If you query the Attribute ‘Table’ with imeta ls -d hello_world.txt Title you get:

AVUs defined for dataObj hello_world.txt:
attribute: Title
value: Archive of experimental szstem from 'Mon Aug 19 11:39:48 CEST 2019'
units:

Adjusting Meta Data

In the example we deliberately made an error (you might have noticed). You can correct such glitches with the general syntax:

imeta mod -d <filename> <attribute> <old value> v:<new value>

or in our example:

imeta mod -d hello_world.txt Title "Archive of experimental szstem from 'Mon Aug 19 11:39:48 CEST 2019'" v:"Archive of experimental system from 'Mon Aug 19 11:39:48 CEST 2019'"

For further details see man imeta.

Minimum set of Attributes

Some meta data attributes are set automatically, to meet most meta data minimum standards (see our policies), those are:

Set automatically:
- Creator full user name
- Publisher “Johannes Gutenberg-University”
- Location “Mainz, Germany”
- Date Unix timestamp
- ExpiryDate Date + 10 years
- protected (default: “false”)
User input required:
- Title free text
- Description text
- Type audio, data set, image, source code, …
- Format simply the file format (e.g. output from file command)
- AccessRights “closed”, “restricted”, “embargoed”, “open” (default: “closed”)
  - AccessConditions if AccessRights is “resticted” (not yet)
  - EmbargoDate if AccessRights is “embargoed” (not yet)

Write Protection

There is one attribute, which should be used with caution: protected (which default value is ‘false’). If the attribute protected with the value true is set (case sensitive!) or modified to true, the user cannot delete/overwrite the object and most of the metadata attributes any more. This is for the case, if data integrity needs to be ensured, that p.e. after a publication the data cannot be changed any more. Nevertheless, additional metadata attributes can still be edited.

If the dataset should be FAIR (Findable, Accessible, Interaperable, Reusable), these attributes are also mandatory:

AccessRights must not be “closed”
Identifier (provided by ZDV/UB, only if attribute “protected” is set; not yet)

▶ [Dataset rows]

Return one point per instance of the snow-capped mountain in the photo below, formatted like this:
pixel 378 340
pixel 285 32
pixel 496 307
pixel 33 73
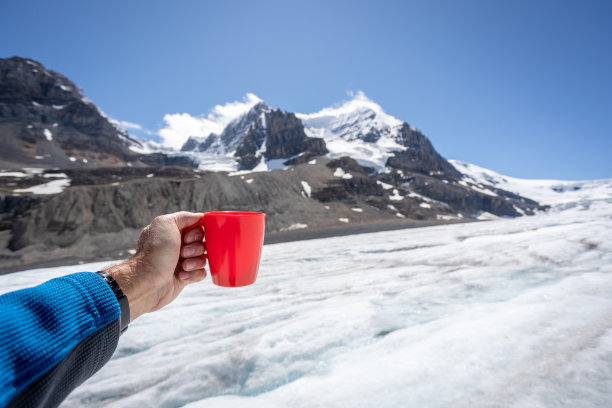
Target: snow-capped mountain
pixel 260 139
pixel 358 128
pixel 46 121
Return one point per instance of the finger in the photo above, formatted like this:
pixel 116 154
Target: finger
pixel 191 250
pixel 194 235
pixel 192 264
pixel 184 219
pixel 192 276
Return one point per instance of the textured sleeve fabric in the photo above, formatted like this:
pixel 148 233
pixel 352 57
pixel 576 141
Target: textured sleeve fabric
pixel 41 326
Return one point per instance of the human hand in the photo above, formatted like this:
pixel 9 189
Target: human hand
pixel 163 264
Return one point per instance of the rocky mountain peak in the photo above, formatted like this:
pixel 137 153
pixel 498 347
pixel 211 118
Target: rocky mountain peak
pixel 47 121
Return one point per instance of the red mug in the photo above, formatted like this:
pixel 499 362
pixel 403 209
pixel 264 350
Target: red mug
pixel 233 245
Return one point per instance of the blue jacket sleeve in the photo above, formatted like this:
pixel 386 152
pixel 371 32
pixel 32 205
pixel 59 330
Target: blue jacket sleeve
pixel 41 326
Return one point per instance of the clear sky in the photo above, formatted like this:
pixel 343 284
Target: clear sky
pixel 520 87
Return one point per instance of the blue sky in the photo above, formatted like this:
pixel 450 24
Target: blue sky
pixel 521 87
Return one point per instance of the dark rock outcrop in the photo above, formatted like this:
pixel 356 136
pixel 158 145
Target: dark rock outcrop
pixel 421 157
pixel 282 137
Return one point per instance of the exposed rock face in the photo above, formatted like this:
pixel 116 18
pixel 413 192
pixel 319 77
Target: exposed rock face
pixel 421 157
pixel 104 193
pixel 46 121
pixel 283 137
pixel 261 134
pixel 102 211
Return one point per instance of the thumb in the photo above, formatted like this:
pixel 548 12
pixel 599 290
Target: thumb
pixel 186 219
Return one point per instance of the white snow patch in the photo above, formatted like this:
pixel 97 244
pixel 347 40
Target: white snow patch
pixel 52 187
pixel 345 127
pixel 487 216
pixel 13 174
pixel 307 188
pixel 396 195
pixel 508 313
pixel 482 190
pixel 385 186
pixel 446 217
pixel 518 210
pixel 55 175
pixel 294 227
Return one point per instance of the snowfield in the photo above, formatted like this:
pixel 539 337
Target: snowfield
pixel 505 313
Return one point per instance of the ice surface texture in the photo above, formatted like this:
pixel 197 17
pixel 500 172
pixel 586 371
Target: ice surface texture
pixel 508 313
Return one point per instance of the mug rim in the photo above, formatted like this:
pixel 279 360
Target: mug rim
pixel 234 213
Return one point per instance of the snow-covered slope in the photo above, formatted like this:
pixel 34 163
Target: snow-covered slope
pixel 358 128
pixel 509 313
pixel 556 193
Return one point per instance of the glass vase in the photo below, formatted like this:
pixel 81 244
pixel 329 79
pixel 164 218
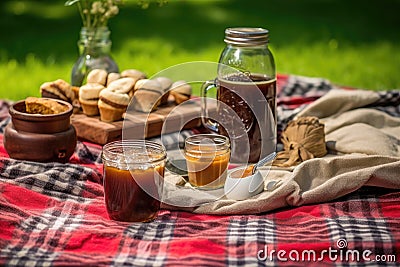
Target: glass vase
pixel 94 53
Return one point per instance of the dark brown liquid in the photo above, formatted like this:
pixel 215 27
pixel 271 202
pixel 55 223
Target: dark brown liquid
pixel 125 199
pixel 229 90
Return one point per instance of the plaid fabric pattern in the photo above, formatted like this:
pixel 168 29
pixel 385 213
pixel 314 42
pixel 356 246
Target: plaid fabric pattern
pixel 54 214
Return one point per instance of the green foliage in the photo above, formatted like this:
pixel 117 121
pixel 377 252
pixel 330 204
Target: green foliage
pixel 349 42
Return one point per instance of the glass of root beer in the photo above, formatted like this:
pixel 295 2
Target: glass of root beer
pixel 245 95
pixel 133 179
pixel 207 158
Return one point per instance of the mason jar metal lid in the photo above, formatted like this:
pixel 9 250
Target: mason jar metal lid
pixel 246 36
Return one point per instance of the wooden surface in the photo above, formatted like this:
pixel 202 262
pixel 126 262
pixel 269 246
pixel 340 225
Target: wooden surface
pixel 136 125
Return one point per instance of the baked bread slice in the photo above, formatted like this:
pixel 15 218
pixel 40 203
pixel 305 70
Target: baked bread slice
pixel 89 96
pixel 112 105
pixel 97 76
pixel 147 95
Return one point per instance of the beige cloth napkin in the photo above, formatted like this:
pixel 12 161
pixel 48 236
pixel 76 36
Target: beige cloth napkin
pixel 364 149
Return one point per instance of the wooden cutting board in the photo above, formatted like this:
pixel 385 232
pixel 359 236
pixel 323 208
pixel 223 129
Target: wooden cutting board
pixel 136 125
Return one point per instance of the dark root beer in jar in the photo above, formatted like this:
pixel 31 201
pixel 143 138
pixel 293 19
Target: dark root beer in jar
pixel 246 94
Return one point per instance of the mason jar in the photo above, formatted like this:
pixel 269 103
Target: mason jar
pixel 246 95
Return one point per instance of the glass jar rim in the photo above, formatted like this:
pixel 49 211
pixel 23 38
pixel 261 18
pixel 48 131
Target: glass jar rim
pixel 112 151
pixel 217 141
pixel 246 36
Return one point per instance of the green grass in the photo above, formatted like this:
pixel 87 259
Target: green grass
pixel 350 42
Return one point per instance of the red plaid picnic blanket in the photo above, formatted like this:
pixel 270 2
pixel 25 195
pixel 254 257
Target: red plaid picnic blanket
pixel 53 214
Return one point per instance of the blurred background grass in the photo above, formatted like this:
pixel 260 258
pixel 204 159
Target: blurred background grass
pixel 350 42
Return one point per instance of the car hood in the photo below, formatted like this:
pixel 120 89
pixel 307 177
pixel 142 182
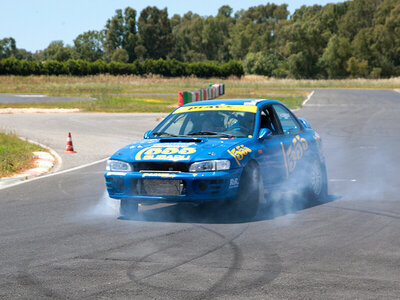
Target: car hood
pixel 179 149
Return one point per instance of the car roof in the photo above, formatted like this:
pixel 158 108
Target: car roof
pixel 250 101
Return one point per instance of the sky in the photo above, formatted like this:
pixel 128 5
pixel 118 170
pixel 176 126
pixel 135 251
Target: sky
pixel 36 23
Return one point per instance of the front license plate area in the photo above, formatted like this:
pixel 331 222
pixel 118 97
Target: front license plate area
pixel 160 187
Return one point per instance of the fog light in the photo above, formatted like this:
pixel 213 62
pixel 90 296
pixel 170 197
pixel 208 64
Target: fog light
pixel 202 186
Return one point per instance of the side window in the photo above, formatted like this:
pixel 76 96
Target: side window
pixel 288 123
pixel 266 121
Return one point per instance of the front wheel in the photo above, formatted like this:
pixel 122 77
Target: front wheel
pixel 245 204
pixel 316 189
pixel 128 208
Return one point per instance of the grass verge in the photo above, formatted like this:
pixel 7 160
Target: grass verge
pixel 15 154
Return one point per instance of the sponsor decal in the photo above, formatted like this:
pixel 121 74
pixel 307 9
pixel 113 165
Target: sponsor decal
pixel 162 175
pixel 294 153
pixel 233 183
pixel 239 153
pixel 168 153
pixel 246 108
pixel 116 173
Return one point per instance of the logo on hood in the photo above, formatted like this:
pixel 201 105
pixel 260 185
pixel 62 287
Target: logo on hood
pixel 172 151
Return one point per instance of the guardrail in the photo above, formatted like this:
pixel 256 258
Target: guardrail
pixel 211 92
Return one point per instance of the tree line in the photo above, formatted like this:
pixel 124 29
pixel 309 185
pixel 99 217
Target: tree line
pixel 359 38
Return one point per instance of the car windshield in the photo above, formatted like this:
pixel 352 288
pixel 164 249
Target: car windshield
pixel 208 123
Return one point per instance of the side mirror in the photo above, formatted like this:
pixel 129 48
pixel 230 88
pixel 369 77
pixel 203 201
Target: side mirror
pixel 264 132
pixel 305 123
pixel 147 134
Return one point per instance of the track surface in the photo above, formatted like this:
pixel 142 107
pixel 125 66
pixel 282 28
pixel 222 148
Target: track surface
pixel 61 237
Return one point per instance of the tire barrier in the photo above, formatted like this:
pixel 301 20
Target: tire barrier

▶ [To be done]
[a] Reproduce the passage on metadata attributes from "Adjusting Meta Data" to "see man imeta.".
[b] For the passage on metadata attributes, state whether each statement agrees with it, answering yes or no and quoting the deciding words: (i) The default value of AccessRights is "open." (ii) Once protected is set to true, additional metadata attributes can still be edited. (iii) The Publisher attribute requires user input.

▶ [The solutions]
[a]
Adjusting Meta Data

In the example we deliberately made an error (you might have noticed). You can correct such glitches with the general syntax:

imeta mod -d <filename> <attribute> <old value> v:<new value>

or in our example:

imeta mod -d hello_world.txt Title "Archive of experimental szstem from 'Mon Aug 19 11:39:48 CEST 2019'" v:"Archive of experimental system from 'Mon Aug 19 11:39:48 CEST 2019'"

For further details see man imeta.

[b]
(i) No: "AccessRights “closed”, “restricted”, “embargoed”, “open” (default: “closed”)"
(ii) Yes: "Nevertheless, additional metadata attributes can still be edited."
(iii) No: it is listed under "Set automatically:" as "Publisher “Johannes Gutenberg-University”"